DOCUMENT SEGMENT:
———

Challenges in the Management of Large Corpora (CMLC-6)

last updated: 2018-12-14 15:41 CET

(May 7^th 2018, Miyazaki; part of the LREC-2018 workshop structure)

Special Topic

Interoperability of corpus query and analysis systems

Description

Large corpora require careful design, licensing, collecting, cleaning, encoding, annotation, management, storage, retrieval, analysis, and curation to unfold their potential for a wide range of research questions and users, across a number of disciplines. Apart from the usual CMLC topics that fall into these areas, CMLC-6 will have a special focus on corpus query and analysis systems and specifically on goals concerning their interoperability.

In the past 5 years, a whole new generation of corpus query engines that overcome limitations on the number of tokens and annotation layers has started to emerge at several different places. While there seems to be a consensus that there can be no single corpus tool that fulfills the need of all communities and that a degree of heterogeneity is required, the time seems ripe to discuss whether (further, unrestricted) divergence should be avoided in order to allow for some interoperability and reusability – and how this can be achieved. The two most prominent areas where interoperability seems highly desirable are query languages and software components for corpus analysis. The former issue is already partially addressed by the proposed ISO standard Corpus Query Lingua Franca (CQLF). Components for corpus analysis, on the other hand, should in an ideal world be exchangeable and reusable across different platforms, not only to avoid redundancies, but also to foster replicability and a canonization of methodology in NLP and corpus linguistics.

The 6^th edition of the workshop will devote much of its time to these issues, including an expert panel discussion with representatives of tool development teams and power users.

Proceedings

The CMLC-6 proceedings volume is available from the LREC workshops page.

Location

Room "Tenran" at the 4th floor of the Phoenix Seagaia Conference Center.

Programme

09.00 – 10.30 Session 1: Management and Search

Christoph Kuras, Thomas Eckart, Uwe Quasthoff and Dirk Goldhahn, "Automation, Management and Improvement of Text Corpus Production"
Thomas Krause, Ulf Leser, Anke Lüdeling and Stephan Druskat, "Designing a Re-Usable and Embeddable Corpus Search Library"
Radoslav Rábara, Pavel Rychlý and Ondřej Herman, "Distributed Corpus Search"
Adrien Barbaresi and Antonio Ruiz Tinoco, "Using Elasticsearch for linguistic analysis of tweets in time and space"

10.30 – 11.00 Coffee Break

11.00 – 12.00 Session 2: Query and Interoperability

Marc Kupietz, Nils Diewald and Peter Fankhauser, "How to Get the Computation Near the Data: Improving Data Accessibility to, and Re-Usability of Analysis Functions in Corpus Query Platforms"
Roman Schneider, "Example-Based Querying for Specialist Corpora"
Paul Rayson, "Increasing Interoperability for Embedding Corpus Annotation Pipelines in Wmatrix and other corpus retrieval tools"

12.00 – 13.00 Panel Discussion: Interoperability and Extensibility of Analysis Components in Corpus Query Tools

What are the most promising / important use cases? What kind of interoperability do we need for them?

———

WRITTEN INSTRUCTION 1:
According to the CMLC-6 workshop page, which proposed ISO standard already partially addresses interoperability of query languages?
WRITTEN INSTRUCTION 2:
Carry the CMLC-6 workshop page further, picking up right after its last sentence.
Leave the lines after the CMLC-6 workshop page out of account.

MATERIAL PROVIDED:
———

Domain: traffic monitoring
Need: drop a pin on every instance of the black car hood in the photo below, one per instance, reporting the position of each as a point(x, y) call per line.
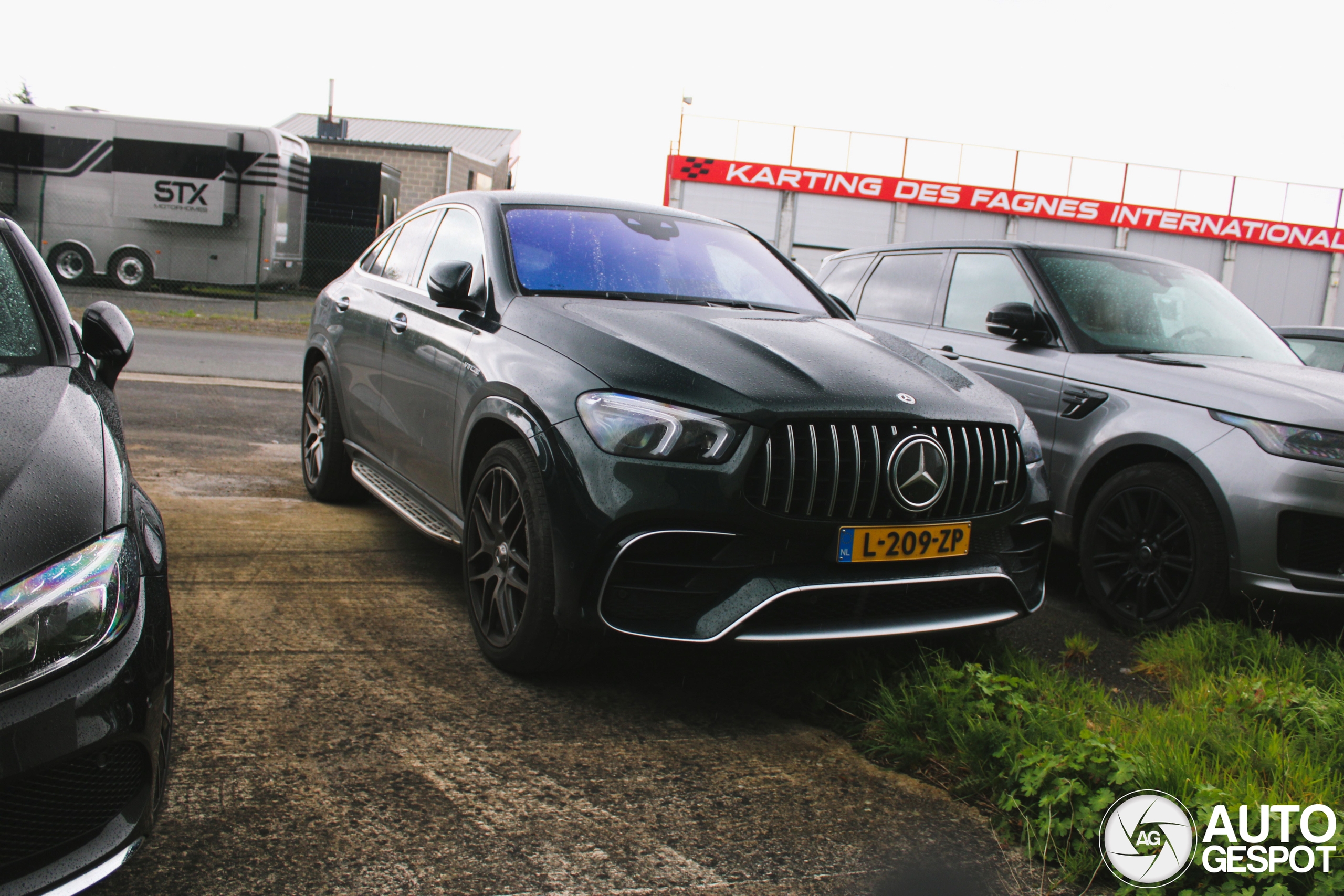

———

TASK ANSWER 1:
Corpus Query Lingua Franca (CQLF).

TASK ANSWER 2:
What could be a simple / feasible approach to interoperability (i.e. what data formats and interfaces could be used)? How far does such an approach get us?

Important dates

Deadline for abstract submission: 14^th of January
Notification of acceptance: 12^th of February
Deadline for the submission of camera-ready papers: 23^th of February
Meeting: 7^th of May, morning session (Room "Tenran" at the 4th floor of the Phoenix Seagaia Conference Center)

Identify, Describe and Share your LRs!

Describing your LRs in the LRE Map is now a normal practice in the submission procedure of LREC (introduced in 2010 and adopted by other conferences). To continue the efforts initiated at LREC 2014 about “Sharing LRs” (data, tools, web-services, etc.), authors will have the possibility, when submitting a paper, to upload LRs in a special LREC repository. This effort of sharing LRs, linked to the LRE Map for their description, may become a new “regular” feature for conferences in our field, thus contributing to creating a common repository where everyone can deposit and share data.

As scientific work requires accurate citations of referenced work so as to allow the community to understand the whole context and also replicate the experiments conducted by other researchers, LREC 2018 endorses the need to uniquely Identify LRs through the use of the International Standard Language Resource Number (ISLRN, www.islrn.org), a Persistent Unique Identifier to be assigned to each Language Resource. The assignment of ISLRNs to LRs cited in LREC papers will be offered at submission time.

Programme Committee

Vladimír Benko (Slovak Academy of Sciences)
Felix Bildhauer (IDS Mannheim)
Hennie Brugman (Meertens Institute, Amsterdam)
Steve Cassidy (Macquarie University)
Dan Cristea ("Alexandru Ioan Cuza" University of Iasi)
Damir Ćavar (Indiana University, Bloomington)
Tomaž Erjavec (Jožef Stefan Institute)
Stefan Evert (Friedrich-Alexander-Universität Nürnberg/Erlangen)
Alexander Geyken (Berlin-Brandenburgische Akademie der Wissenschaften)
Andrew Hardie (Lancaster University)
Serge Heiden (ENS de Lyon)
Nancy Ide (Vassar College)
Miloš Jakubíček (Lexical Computing Ltd.)
Dawn Knight (Cardiff University, UK)
Michal Křen (Charles University, Prague)
Sandra Kübler (Indiana University, Bloomington)
Krister Lindén (University of Helsinki)
Anke Lüdeling (HU Berlin)
Uwe Quasthoff (Leipzig University)
Paul Rayson (Lancaster University)
Martin Reynaert (Tilburg University)
Laurent Romary (INRIA)
Roland Schäfer (FU Berlin)
Roman Schneider (IDS Mannheim)
Serge Sharoff (University of Leeds)
Ludovic Tanguy (University of Toulouse)
Dan Tufiş (Romanian Academy, Bucharest)
Tamás Váradi (Research Institute for Linguistics, Hungarian Academy of Sciences)
Pavel Vondřička (Charles University, Prague)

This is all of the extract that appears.